Whether you call it a stomachache, tummy troubles, or abdominal pain, all of us experience some form of discomfort in our belly at one time or another.
With your digestive system housing your large and small intestines, your pancreas, your liver and your gallbladder, there are plenty of organs in the stomach region that can develop issues and cause you discomfort. Pain can also occur in your abdominal wall, which is the skin and muscle tissue that make up the outer shell of your abdomen, per Cleveland Clinic. The care center also notes that sometimes pain that’s felt in your belly can also be related to an issue in your chest, pelvis, or spine.
It’s no wonder then that stomach pain is so common – especially when you consider how much everything you eat affects matters.
Why does my stomach hurt after I eat?
A number of factors can cause stomach pain after eating. These include bloating, overindulging or constipation. Discomfort can also be caused by the specific foods we eat. “The food we eat can be one of the most influential things on how the stomach feels because the stomach is the organ that primarily digests food,” explains Dr. Uma Naidoo, director of nutritional and lifestyle psychiatry at Massachusetts General Hospital and the author of “Calm Your Mind with Food.”
Some people also experience issues due to food sensitivities, intolerances or allergies. Lactose intolerance, for instance, is a condition where a person lacks the enzyme needed to properly digest a sugar present in milk and dairy products known as lactose. “Consuming dairy when intolerant can lead to gas, bloating, and stomach pain,” says Jen Messer, a nutrition consultant and registered dietitian at Jen Messer Nutrition. Allergies or other conditions require the avoidance of many other foods or ingredients such as gluten, nuts or shellfish for some people.
Acid reflux, overeating, or eating too quickly can also lead to stomach pain. Eating raw meat or contaminated food can cause food-borne illness and corresponding stomach issues.
What foods are hardest on your stomach?
Many specific kinds of food are also known to cause issues. “There are certain foods that more commonly upset the stomach than others,” says Naidoo. She says these tend to include ultra-processed foods that are high in added sugars, artificial ingredients, and processed seed oils like packaged snacks, baked goods and fast foods. “All of these foods are new to human consumption over the past century and are not substances that we evolved eating, so they can be difficult to process for some people,” Naidoo says. “Certain foods can lead to digestive upset for some while being easier to digest for others depending on the unique function of each individual’s microbiome,” she adds.
Messer says that consuming greasy, spicy, acidic and high-fat foods can either cause stomach to rise into one’s esophagus, slow digestion, or lead to other forms of discomfort. Sugar alcohols like erythritol, mannitol and sorbitol, plus dehydration, caffeine and alcoholic beverages have also been shown to cause stomach issues and pain in some people. Even excessive consumption of fiber-rich foods like beans and cruciferous vegetables, “particularly if the body is not used to it, can lead to bloating and gas,” says Messer.
Of course, food and drink aren’t the only things we put in our bodies that may cause digestive issues. “If you are taking any over-the-counter remedies, supplements or prescription medications, consult with your healthcare provider and check if they might be causing your stomach discomfort,” advises Messer.

:: SUPPLIED RECORDS ::

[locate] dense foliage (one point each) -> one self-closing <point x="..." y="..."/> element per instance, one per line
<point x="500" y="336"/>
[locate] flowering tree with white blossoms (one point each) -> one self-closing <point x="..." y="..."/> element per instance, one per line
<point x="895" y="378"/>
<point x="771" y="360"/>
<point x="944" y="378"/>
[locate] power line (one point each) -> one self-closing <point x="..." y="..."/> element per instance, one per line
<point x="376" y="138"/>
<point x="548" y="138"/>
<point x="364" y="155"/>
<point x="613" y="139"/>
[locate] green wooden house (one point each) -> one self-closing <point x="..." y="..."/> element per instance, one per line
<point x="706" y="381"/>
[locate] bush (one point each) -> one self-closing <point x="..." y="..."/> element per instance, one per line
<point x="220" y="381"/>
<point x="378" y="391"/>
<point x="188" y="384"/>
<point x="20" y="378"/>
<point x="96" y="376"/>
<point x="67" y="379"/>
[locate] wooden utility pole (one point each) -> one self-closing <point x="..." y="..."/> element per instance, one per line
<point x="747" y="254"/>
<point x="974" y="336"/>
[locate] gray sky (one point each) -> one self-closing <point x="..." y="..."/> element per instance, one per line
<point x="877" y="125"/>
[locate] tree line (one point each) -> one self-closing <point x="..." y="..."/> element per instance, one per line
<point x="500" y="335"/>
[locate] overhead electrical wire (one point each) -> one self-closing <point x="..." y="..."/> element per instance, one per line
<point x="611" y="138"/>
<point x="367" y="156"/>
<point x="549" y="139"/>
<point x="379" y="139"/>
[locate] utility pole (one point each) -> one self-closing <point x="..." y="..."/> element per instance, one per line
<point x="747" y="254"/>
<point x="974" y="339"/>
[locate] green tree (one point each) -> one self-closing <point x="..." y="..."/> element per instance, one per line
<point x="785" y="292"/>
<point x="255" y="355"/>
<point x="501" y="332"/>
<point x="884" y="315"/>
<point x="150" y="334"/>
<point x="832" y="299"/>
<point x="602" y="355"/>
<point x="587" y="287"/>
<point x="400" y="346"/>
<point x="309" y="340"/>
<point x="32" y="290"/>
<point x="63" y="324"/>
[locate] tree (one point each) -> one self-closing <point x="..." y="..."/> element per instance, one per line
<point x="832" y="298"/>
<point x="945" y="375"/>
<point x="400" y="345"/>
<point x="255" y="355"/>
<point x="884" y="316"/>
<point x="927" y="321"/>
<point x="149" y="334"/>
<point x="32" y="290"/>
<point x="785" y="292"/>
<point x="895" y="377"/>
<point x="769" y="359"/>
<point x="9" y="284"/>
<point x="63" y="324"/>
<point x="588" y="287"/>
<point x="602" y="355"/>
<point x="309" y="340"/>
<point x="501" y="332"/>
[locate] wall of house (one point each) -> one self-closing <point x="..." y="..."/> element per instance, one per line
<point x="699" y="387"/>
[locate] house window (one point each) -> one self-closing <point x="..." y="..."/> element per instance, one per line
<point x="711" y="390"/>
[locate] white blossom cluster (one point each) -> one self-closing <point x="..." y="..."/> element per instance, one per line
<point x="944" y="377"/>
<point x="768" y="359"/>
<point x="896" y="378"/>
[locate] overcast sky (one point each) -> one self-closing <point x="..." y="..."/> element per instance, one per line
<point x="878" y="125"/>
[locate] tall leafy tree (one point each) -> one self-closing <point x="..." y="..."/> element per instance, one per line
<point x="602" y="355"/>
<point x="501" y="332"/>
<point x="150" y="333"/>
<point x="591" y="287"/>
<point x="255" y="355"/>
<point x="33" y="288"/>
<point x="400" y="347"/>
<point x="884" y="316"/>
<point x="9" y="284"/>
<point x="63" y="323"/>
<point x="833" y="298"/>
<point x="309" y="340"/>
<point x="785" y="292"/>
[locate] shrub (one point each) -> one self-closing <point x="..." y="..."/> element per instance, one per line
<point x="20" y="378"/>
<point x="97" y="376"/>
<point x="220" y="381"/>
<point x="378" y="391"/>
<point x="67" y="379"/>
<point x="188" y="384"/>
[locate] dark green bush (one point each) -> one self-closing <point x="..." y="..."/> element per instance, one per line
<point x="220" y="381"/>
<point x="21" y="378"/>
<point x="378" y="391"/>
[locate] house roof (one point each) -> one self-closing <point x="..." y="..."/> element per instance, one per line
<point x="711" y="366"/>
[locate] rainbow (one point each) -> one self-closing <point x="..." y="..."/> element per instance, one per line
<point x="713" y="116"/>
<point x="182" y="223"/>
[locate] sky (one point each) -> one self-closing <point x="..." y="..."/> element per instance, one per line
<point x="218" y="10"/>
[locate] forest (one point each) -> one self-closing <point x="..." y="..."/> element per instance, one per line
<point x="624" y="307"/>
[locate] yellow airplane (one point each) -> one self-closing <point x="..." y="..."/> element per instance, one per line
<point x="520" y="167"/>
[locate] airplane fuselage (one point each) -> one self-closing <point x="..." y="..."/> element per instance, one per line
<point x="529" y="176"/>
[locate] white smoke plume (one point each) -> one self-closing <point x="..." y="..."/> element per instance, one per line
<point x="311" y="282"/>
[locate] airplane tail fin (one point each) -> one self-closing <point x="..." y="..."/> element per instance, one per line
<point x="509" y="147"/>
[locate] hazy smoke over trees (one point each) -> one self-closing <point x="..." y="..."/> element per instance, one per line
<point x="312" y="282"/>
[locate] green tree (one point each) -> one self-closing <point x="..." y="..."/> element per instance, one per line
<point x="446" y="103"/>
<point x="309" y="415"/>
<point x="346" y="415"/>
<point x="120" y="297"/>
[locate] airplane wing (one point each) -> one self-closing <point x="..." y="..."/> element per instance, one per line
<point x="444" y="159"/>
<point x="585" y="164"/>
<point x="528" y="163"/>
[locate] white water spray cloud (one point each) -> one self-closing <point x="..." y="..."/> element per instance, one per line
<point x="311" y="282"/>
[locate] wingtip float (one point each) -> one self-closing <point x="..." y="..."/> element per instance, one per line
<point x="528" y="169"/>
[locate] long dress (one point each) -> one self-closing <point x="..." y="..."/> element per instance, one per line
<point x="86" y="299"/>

:: TASK REQUIREMENTS ::
[A] In the article on stomach pain, what position does Dr. Uma Naidoo hold at Massachusetts General Hospital?
[B] From the article on stomach pain, reproduce the passage that begins at the words "With your digestive" and stops after the words "after I eat?".

:: EXPECTED RESULTS ::
[A] She is director of nutritional and lifestyle psychiatry.

[B]
With your digestive system housing your large and small intestines, your pancreas, your liver and your gallbladder, there are plenty of organs in the stomach region that can develop issues and cause you discomfort. Pain can also occur in your abdominal wall, which is the skin and muscle tissue that make up the outer shell of your abdomen, per Cleveland Clinic. The care center also notes that sometimes pain that’s felt in your belly can also be related to an issue in your chest, pelvis, or spine.
It’s no wonder then that stomach pain is so common – especially when you consider how much everything you eat affects matters.
Why does my stomach hurt after I eat?